## Direction:
Quote the lines below word for word, starting from the very first one and ending with the line that contains "point(749, 484)", including that line.

(Excerpts from a pointing dataset)
-*-*-

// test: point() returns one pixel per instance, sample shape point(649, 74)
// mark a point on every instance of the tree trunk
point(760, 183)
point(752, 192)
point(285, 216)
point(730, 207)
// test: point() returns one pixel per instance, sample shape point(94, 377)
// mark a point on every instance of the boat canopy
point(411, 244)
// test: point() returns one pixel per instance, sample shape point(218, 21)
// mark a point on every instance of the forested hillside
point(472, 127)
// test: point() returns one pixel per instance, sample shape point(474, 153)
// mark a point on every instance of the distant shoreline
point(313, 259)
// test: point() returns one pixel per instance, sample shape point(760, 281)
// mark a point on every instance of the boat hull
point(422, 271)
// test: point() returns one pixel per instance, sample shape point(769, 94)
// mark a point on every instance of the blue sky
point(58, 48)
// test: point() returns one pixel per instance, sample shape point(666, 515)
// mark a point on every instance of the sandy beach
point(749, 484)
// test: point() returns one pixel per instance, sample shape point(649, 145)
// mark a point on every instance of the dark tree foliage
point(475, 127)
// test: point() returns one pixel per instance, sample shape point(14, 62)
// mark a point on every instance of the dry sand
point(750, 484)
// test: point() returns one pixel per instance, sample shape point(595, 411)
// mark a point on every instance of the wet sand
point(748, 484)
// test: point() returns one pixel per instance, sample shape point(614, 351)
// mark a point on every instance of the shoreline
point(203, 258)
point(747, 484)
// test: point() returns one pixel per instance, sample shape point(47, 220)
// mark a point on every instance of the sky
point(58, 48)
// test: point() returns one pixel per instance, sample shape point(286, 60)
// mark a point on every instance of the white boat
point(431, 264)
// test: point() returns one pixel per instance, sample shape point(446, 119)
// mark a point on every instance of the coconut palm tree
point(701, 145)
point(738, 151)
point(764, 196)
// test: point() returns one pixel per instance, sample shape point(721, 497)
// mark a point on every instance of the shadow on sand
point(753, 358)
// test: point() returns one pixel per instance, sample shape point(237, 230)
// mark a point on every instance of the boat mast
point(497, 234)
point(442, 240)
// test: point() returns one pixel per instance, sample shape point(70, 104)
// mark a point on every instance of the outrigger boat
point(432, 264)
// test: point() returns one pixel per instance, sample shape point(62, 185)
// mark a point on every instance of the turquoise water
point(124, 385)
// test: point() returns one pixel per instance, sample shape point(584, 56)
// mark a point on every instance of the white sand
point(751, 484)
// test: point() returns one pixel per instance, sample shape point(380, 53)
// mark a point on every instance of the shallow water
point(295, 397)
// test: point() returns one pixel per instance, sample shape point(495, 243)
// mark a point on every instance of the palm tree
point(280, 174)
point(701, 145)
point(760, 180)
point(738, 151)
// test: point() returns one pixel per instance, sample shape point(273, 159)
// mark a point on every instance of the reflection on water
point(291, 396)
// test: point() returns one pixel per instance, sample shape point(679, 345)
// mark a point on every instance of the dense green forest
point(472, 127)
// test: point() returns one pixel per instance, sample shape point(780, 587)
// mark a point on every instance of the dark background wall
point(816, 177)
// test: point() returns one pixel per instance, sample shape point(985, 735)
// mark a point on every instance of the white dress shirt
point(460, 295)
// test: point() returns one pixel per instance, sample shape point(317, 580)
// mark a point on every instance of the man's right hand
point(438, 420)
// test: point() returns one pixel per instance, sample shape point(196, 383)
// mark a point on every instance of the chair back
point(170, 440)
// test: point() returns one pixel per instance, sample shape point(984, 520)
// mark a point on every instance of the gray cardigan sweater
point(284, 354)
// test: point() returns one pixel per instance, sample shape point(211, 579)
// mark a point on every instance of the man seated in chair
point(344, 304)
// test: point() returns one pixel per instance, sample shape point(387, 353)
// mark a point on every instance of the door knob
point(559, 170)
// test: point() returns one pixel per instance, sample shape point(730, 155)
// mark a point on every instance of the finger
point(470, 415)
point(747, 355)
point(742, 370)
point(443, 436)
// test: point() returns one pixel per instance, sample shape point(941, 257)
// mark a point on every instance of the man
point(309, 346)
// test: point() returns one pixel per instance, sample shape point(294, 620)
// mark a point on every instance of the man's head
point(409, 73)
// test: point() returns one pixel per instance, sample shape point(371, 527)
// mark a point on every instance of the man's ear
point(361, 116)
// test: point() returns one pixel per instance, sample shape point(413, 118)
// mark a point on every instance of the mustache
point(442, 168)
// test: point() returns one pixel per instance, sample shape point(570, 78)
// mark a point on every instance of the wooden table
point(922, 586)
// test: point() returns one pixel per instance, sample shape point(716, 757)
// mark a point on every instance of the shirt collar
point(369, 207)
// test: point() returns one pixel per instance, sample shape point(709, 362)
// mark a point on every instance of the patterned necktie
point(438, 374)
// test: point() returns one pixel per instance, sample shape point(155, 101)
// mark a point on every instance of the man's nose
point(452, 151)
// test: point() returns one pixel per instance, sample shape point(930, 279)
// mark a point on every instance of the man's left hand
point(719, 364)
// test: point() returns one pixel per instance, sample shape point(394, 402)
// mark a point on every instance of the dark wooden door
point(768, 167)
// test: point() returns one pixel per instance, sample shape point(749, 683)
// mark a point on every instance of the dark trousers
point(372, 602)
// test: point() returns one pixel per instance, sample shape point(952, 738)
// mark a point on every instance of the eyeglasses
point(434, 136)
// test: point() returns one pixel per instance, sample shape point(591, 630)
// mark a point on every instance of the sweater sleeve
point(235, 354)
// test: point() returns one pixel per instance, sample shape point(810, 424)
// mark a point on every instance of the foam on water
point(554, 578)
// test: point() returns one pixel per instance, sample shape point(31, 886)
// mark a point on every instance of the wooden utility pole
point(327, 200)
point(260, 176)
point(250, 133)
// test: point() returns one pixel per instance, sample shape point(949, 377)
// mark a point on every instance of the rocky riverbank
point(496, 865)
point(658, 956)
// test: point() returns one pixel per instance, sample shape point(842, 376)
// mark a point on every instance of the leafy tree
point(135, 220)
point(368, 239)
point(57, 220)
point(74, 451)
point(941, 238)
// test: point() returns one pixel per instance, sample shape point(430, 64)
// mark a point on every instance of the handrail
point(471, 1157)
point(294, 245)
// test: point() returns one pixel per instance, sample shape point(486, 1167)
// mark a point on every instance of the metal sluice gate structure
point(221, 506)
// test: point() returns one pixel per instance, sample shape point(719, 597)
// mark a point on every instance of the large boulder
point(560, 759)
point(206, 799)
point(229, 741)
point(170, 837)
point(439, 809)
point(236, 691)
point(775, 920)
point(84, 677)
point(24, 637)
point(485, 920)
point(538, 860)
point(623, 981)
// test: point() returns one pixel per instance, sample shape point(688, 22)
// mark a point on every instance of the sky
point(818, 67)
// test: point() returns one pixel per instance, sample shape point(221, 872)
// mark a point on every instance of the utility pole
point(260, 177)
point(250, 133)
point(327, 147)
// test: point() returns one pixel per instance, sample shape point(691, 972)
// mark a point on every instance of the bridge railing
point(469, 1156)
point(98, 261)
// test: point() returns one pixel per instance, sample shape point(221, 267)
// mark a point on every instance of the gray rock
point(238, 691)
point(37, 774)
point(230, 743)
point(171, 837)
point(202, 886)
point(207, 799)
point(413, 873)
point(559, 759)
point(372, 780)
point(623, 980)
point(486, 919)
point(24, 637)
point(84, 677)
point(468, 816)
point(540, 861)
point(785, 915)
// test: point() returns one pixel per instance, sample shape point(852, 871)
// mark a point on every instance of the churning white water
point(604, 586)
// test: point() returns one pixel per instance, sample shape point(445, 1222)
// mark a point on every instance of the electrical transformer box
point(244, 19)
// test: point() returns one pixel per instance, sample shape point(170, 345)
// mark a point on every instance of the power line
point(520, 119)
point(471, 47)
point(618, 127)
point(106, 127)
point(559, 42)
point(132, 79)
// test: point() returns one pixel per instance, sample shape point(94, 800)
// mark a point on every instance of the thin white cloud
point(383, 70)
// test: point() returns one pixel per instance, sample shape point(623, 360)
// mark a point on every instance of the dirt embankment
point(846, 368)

-*-*-

## Result:
// test: point() returns one pixel per instance, sample shape point(649, 74)
// mark a point on every instance of the tree trunk
point(760, 183)
point(752, 192)
point(285, 216)
point(730, 207)
// test: point() returns one pixel per instance, sample shape point(94, 377)
// mark a point on every instance of the boat canopy
point(411, 244)
// test: point() returns one pixel per instance, sample shape point(218, 21)
// mark a point on every instance of the forested hillside
point(472, 127)
// test: point() returns one pixel per instance, sample shape point(474, 153)
// mark a point on every instance of the distant shoreline
point(313, 259)
// test: point() returns one pixel per instance, sample shape point(760, 281)
// mark a point on every instance of the boat hull
point(422, 271)
// test: point() returns one pixel per instance, sample shape point(769, 94)
// mark a point on every instance of the blue sky
point(58, 48)
// test: point() returns one pixel per instance, sample shape point(666, 515)
// mark a point on every instance of the sandy beach
point(749, 484)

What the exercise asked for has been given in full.